Exercise brief: Strip out the pictures and transcribe the records that follow exactly.

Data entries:
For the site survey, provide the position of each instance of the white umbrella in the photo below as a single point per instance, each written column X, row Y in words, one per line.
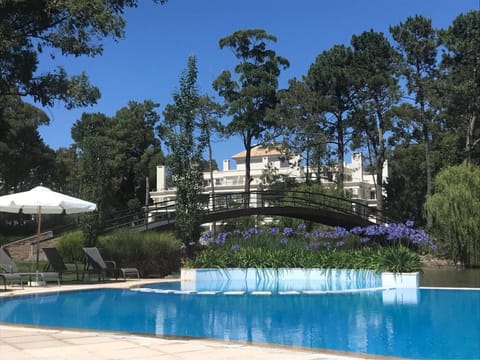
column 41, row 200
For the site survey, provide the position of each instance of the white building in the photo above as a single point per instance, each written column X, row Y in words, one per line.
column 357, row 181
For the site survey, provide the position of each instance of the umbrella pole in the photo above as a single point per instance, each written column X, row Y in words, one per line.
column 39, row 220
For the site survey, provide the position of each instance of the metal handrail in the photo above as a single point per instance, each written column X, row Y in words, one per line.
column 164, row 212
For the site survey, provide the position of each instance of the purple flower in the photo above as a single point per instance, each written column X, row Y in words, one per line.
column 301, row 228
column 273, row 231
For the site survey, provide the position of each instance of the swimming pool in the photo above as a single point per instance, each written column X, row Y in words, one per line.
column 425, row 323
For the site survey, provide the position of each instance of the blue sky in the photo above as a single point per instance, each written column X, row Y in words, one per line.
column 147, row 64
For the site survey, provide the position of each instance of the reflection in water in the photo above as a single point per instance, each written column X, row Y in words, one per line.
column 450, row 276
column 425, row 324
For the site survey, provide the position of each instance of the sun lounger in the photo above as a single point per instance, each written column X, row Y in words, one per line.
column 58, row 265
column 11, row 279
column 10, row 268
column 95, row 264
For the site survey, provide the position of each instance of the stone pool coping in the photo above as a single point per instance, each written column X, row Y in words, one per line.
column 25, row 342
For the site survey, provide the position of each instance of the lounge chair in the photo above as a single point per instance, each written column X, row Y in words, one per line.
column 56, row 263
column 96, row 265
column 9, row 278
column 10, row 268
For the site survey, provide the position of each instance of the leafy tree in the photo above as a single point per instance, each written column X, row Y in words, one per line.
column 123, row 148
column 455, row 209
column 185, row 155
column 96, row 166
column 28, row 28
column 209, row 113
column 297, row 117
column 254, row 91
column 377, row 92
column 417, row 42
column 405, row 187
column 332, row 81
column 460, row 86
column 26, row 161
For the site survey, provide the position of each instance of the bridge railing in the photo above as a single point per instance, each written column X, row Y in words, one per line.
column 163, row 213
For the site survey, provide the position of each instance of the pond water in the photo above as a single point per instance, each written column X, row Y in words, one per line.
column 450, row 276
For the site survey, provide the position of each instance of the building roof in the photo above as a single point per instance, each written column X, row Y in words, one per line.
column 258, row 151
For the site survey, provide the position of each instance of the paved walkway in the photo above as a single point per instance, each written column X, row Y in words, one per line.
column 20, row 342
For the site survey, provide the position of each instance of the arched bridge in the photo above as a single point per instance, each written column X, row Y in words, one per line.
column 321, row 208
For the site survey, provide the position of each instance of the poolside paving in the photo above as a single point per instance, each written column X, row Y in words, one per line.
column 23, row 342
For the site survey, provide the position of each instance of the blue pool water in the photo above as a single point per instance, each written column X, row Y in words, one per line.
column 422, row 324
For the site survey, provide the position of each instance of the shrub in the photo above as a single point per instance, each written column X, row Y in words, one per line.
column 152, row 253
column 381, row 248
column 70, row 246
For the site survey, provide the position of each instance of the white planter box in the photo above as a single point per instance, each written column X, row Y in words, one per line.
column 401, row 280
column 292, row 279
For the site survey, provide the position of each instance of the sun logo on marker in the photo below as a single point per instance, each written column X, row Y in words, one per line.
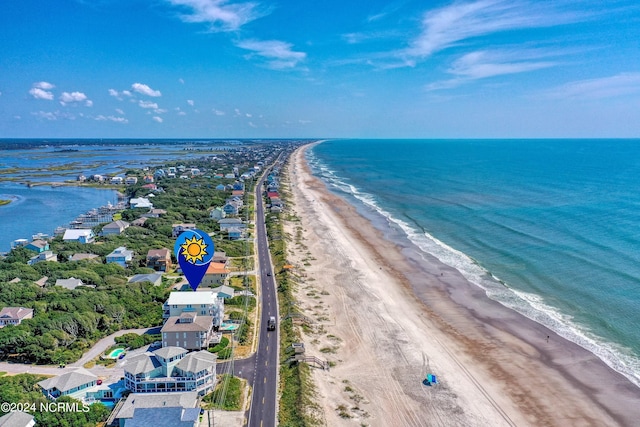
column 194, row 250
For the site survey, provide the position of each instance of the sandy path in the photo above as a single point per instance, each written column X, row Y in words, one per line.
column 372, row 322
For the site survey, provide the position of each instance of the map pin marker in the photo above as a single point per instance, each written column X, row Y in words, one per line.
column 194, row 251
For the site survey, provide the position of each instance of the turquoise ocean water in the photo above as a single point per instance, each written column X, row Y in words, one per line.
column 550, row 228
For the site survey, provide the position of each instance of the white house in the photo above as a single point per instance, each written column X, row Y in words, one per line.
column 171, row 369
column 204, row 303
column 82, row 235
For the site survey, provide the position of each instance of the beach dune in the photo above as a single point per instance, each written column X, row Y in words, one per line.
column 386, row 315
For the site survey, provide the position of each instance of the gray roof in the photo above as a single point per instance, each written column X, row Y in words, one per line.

Reply to the exercise:
For the site survey, provide the position of each instance of the white umbrella in the photo below as a single point per instance, each written column X, row Y in words, one per line.
column 41, row 200
For the site survey, provide the position of each instance of the white building in the photo above as a single point per instance, each written column X, row Y in words, one per line.
column 357, row 181
For the site survey, provide the position of each instance of the umbrella pole in the photo above as a single point per instance, each written column X, row Y in words, one per line.
column 39, row 220
For the site survey, provide the position of each instance of the metal handrail in the photo above as a single point per instance, each written column X, row Y in words, one per line.
column 164, row 212
For the site survey, provide the position of each instance of the purple flower in the photo above as a single point per instance, each written column X, row Y in words, one per line.
column 301, row 228
column 273, row 231
For the site survey, provide the position of each instance of the swimming pool in the photo above as a single point per instance, each written column X, row Y in words, one per line.
column 425, row 323
For the site survey, provide the position of each instance of the blue sky in the photo above as a single point per instance, each written column X, row Y in words, one per line.
column 147, row 64
For the site survey, provide the position of each instance of the reflection in water in the photo above as a single point per instance, each written column X, row Y in words, one per line.
column 450, row 276
column 425, row 324
For the site survey, provide the position of each instance of the sun lounger in the photo above as a single point per instance, each written column X, row Y in words, one per line.
column 58, row 265
column 11, row 279
column 10, row 268
column 95, row 264
For the site survey, provide the position of each instance of the stone pool coping in the photo above as a single point per instance, each written column X, row Y in words, one per line.
column 25, row 342
For the site survey, provide the position of each instance of the lounge chair in the photo above as a single point per instance, each written column X, row Y in words, one per line.
column 56, row 263
column 96, row 265
column 9, row 278
column 10, row 268
For the site survey, provide the position of each instance of the leafy tree in the photo above as a single point per instance, each written column X, row Y in words, one per line.
column 123, row 148
column 455, row 209
column 185, row 155
column 96, row 166
column 28, row 28
column 209, row 113
column 297, row 117
column 254, row 91
column 377, row 92
column 417, row 42
column 405, row 187
column 332, row 81
column 460, row 86
column 26, row 161
For the site survey, provide the position of each instance of the bridge railing in the photo above as a single point per instance, each written column X, row Y in words, one per line.
column 163, row 213
For the site survey, provide the position of each instance of the pond water in the photo above as a single point per instance, each written column X, row Y in words, one per line.
column 450, row 276
For the site survey, provide the position of each instance of the building roof in the photo above as a single point per instance, each written column X, row Y in words, one per line.
column 258, row 151
For the site survey, provide the position of each instance of the paved walkway in the photo above as a single point per instance, each written column X, row Y in words, one per line.
column 20, row 342
For the site survey, provide the position of each instance of the arched bridge in the photo above as a single point per instance, each written column X, row Y in words, one per line.
column 321, row 208
For the site survey, provide the position of each instance of the poolside paving in the photo above as a single point per instance, each written column X, row Y in words, one per line.
column 23, row 342
For the site survey, provide the position of each instance of the blue pool water in the photo above as a single point per instance, each written column X, row Y in words, one per line.
column 422, row 324
For the site survey, provide the position of each instance of the shrub in the photo above as a single point per instance, each written column X, row Y in words, one per line.
column 152, row 253
column 381, row 248
column 70, row 246
For the site survey, provide the position of each instance of the white planter box in the photo above as a single point per instance, each written column X, row Y in words, one per line.
column 401, row 280
column 292, row 279
For the site survey, provide the position of each instance of the sun logo on marker in the photo below as a single point per instance, each written column X, row Y in words, one per line.
column 194, row 250
For the site survey, provide the position of each instance of the sandy path in the photo above as a single point per instance, each written column X, row Y in words, one per line.
column 372, row 322
For the site survey, provide the position of each instance of the map pin marker in the photo above as a single point per instance, each written column X, row Y in words, one per line.
column 194, row 251
For the site survey, provide the position of each instance of the turquoise ocean water in the photo above as a single point per instance, each written column X, row Y in words, one per line.
column 550, row 228
For the site survey, provide the position of each instance of the white house in the photo above as a single point per instance, each written column X, row Y in words, one per line.
column 171, row 369
column 204, row 303
column 82, row 235
For the site survey, provide the position of each instance of the beach dune in the photo above as a single point per instance, each written column X, row Y in words, one per line.
column 386, row 315
For the site survey, provide the position of each instance of the gray roof in the photo above as a single point per instance, each written column X, row Y in words, one per line.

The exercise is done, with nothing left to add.